== TEXTO SELECCIONADO ==

Valedores de la Corona

La Monarquía debe recuperar la discreción mantenida durante tres décadas

La decisión de perseguir penalmente a dos caricaturistas de la revista El Jueves, condenados a sendas multas por injurias a los príncipes de Asturias, supuso el inicio de una sucesión de incidentes que culminó en la Cumbre Iberoamericana de Santiago de Chile, cuando el Rey mandó callar abruptamente al presidente venezolano, Hugo Chávez. Entre un episodio y otro tuvieron lugar los disturbios en los que se quemaron fotos del jefe del Estado, se conoció el contenido de una áspera conversación entre el Monarca y la presidenta de la Comunidad de Madrid y las relaciones con Marruecos han sufrido un deterioro cuyo alcance sólo se conocerá cuando Rabat dé alguna indicación de cuándo y con qué instrucciones se propone enviar de vuelta a su embajador. En más de tres décadas de reinado, la figura del Rey nunca había acaparado tanto protagonismo, sobre todo tanto protagonismo envuelto en polémica.

La Constitución de 1978 estableció un sistema de Monarquía parlamentaria en el que el Rey reina, pero no gobierna. A efectos prácticos, eso significa que es el Gobierno el que asume la responsabilidad política por los actos del Monarca, según se establece en el artículo 64 de la Constitución a través de la fórmula jurídica del refrendo. Se trata de un equilibrio delicado en el que, hasta ahora, don Juan Carlos había cumplido de manera impecable con la parte del pacto constitucional que le correspondía. Incluso en situaciones difíciles, como las que se complacía en provocar el ex presidente Aznar en cada ocasión en la que, pública y arrogantemente, exhibía el sometimiento constitucional del jefe del Estado a las decisiones políticas del Ejecutivo.

===
== DATOS EXTRAÍDOS ==

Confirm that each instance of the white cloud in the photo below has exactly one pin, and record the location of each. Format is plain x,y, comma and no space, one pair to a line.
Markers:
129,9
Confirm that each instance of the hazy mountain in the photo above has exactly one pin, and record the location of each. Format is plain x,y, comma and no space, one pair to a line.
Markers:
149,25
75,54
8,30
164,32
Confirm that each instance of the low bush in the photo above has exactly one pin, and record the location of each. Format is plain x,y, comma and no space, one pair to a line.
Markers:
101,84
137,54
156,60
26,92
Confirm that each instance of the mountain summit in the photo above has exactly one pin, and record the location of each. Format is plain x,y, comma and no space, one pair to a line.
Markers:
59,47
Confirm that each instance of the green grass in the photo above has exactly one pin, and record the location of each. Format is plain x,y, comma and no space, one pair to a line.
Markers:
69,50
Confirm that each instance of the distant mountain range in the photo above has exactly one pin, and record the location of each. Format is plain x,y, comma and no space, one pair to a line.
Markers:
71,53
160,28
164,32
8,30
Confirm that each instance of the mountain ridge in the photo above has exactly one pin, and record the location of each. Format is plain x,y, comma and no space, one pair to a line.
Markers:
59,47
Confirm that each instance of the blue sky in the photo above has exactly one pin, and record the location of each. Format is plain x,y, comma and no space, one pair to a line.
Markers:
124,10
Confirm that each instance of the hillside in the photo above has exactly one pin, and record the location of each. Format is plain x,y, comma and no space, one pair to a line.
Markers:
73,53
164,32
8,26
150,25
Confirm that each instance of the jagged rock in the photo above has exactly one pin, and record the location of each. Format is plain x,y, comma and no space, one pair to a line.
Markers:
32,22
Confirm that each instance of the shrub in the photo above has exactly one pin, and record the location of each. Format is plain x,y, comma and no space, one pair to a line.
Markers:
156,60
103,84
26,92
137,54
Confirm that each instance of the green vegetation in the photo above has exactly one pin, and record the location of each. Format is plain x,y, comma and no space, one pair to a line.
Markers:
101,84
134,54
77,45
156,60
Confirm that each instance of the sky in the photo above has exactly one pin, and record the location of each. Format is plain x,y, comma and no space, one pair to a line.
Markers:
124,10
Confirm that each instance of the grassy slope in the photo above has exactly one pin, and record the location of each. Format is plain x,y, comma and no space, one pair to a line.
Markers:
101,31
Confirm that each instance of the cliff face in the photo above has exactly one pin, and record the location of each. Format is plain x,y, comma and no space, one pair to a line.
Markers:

===

### TU TAREA
Según el texto seleccionado, ¿qué artículo de la Constitución establece que el Gobierno asume la responsabilidad política por los actos del Monarca?

### SOLUCIÓN
El artículo 64 de la Constitución.